GAZA, Gaza Strip (AP) — Israeli troops shot and killed a Palestinian man in Gaza as thousands took part Friday in a protest along the border, fueled by Hamas’ rejection of Qatar cash after what the militant group described as Israeli “blackmail” and delays in transferring the funds.
The $15 million would have been used to pay civil servants in the Hamas-ruled strip but the militant group on Thursday declined to accept the funds. In turn, Qatar said Friday it was redirecting the money to U.N. humanitarian projects in Gaza.
Hamas also vowed to escalate the weekly demonstrations, which it has organized since last March to highlight the strip’s dire economic conditions, exacerbated by more than a decade of Israeli-Egyptian blockade.
Hamas opposes Israel’s existence; Israel says the blockade is needed to prevent Hamas from arming its fighters.
The Hamas-run health ministry said Ehab Abed, 25, was critically shot on Friday in the chest along the fence east of the town of Rafah in southern Gaza Strip and died soon afterward. At least 22 other Palestinians were wounded by gunfire, including 14 minors, at several locations along the fence, it said.

◆ EXERCISE DATA ◆
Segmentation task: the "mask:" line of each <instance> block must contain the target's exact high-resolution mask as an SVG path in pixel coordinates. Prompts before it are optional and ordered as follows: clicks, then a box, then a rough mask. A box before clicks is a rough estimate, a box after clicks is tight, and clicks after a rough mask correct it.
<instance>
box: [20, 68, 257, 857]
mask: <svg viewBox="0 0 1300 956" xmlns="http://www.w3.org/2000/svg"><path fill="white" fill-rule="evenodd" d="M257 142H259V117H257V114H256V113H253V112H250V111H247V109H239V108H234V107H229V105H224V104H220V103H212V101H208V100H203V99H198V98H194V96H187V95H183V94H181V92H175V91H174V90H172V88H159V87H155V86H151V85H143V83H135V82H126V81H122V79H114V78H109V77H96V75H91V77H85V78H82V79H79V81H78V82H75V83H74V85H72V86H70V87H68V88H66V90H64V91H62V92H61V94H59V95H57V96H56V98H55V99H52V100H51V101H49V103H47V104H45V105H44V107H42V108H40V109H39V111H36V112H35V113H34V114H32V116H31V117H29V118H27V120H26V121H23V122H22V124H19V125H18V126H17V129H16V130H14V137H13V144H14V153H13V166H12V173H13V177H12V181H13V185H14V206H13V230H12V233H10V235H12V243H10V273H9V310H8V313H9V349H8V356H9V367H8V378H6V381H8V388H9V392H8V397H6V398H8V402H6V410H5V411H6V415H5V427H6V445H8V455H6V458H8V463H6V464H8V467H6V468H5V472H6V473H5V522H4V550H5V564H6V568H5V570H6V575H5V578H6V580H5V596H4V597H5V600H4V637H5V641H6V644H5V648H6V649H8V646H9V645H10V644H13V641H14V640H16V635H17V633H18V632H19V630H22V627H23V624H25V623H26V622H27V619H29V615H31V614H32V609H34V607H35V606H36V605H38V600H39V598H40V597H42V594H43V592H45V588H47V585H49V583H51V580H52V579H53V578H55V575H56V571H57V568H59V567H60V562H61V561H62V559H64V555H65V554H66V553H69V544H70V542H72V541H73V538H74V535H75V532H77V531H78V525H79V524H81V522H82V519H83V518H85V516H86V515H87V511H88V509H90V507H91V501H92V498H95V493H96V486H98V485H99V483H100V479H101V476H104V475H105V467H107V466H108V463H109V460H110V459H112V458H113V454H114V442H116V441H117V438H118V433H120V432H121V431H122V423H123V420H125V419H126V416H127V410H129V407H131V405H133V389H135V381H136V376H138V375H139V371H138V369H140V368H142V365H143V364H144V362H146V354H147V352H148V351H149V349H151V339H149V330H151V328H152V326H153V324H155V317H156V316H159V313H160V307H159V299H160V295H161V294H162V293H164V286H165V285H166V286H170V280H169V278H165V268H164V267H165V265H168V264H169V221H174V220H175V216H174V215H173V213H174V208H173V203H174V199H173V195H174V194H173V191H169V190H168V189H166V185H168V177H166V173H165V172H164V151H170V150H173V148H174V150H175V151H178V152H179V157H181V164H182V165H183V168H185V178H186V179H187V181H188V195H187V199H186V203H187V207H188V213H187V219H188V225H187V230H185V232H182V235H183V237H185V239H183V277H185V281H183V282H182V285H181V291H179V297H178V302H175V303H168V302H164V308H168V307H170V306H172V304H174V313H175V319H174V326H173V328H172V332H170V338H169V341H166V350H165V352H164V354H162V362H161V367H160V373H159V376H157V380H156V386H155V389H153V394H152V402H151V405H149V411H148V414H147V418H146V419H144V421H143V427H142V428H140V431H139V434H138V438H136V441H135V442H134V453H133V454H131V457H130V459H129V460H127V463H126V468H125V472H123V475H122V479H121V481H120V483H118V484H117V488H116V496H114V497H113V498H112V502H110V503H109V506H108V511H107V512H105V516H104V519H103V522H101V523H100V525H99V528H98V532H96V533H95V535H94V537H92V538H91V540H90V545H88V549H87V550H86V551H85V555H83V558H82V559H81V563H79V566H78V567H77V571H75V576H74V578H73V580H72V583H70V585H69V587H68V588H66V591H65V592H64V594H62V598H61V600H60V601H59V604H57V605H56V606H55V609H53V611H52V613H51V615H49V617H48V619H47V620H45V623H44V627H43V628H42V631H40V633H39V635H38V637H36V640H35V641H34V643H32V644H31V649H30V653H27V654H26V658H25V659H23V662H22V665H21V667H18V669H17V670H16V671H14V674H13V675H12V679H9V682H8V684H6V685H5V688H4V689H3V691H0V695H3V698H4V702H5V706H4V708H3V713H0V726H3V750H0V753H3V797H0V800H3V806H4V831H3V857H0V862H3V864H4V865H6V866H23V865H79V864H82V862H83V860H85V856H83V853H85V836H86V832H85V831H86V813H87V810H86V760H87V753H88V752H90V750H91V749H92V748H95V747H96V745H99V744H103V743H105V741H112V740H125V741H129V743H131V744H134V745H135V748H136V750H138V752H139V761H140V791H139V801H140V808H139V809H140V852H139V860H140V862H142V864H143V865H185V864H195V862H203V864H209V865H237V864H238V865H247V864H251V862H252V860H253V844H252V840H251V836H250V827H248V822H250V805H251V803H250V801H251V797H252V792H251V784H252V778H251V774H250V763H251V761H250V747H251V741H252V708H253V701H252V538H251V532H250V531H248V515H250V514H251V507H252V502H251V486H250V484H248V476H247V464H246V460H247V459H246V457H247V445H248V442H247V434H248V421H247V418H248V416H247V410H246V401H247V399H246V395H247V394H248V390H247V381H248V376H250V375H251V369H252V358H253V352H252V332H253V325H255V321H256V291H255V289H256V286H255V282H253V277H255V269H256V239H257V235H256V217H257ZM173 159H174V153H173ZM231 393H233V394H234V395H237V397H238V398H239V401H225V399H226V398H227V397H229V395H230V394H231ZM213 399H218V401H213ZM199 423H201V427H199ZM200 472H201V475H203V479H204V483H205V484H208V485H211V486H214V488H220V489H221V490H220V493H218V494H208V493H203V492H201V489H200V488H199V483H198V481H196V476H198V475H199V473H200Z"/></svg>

◆ TASK SET ◆
1. Transcribe word for word the passage of the Gaza article from "The $15 million" up to and including "fence, it said.".
2. According to the Gaza article, where did Qatar say it was redirecting the $15 million?

◆ ANSWER SECTION ◆
1.
The $15 million would have been used to pay civil servants in the Hamas-ruled strip but the militant group on Thursday declined to accept the funds. In turn, Qatar said Friday it was redirecting the money to U.N. humanitarian projects in Gaza.
Hamas also vowed to escalate the weekly demonstrations, which it has organized since last March to highlight the strip’s dire economic conditions, exacerbated by more than a decade of Israeli-Egyptian blockade.
Hamas opposes Israel’s existence; Israel says the blockade is needed to prevent Hamas from arming its fighters.
The Hamas-run health ministry said Ehab Abed, 25, was critically shot on Friday in the chest along the fence east of the town of Rafah in southern Gaza Strip and died soon afterward. At least 22 other Palestinians were wounded by gunfire, including 14 minors, at several locations along the fence, it said.

2. To U.N. humanitarian projects in Gaza.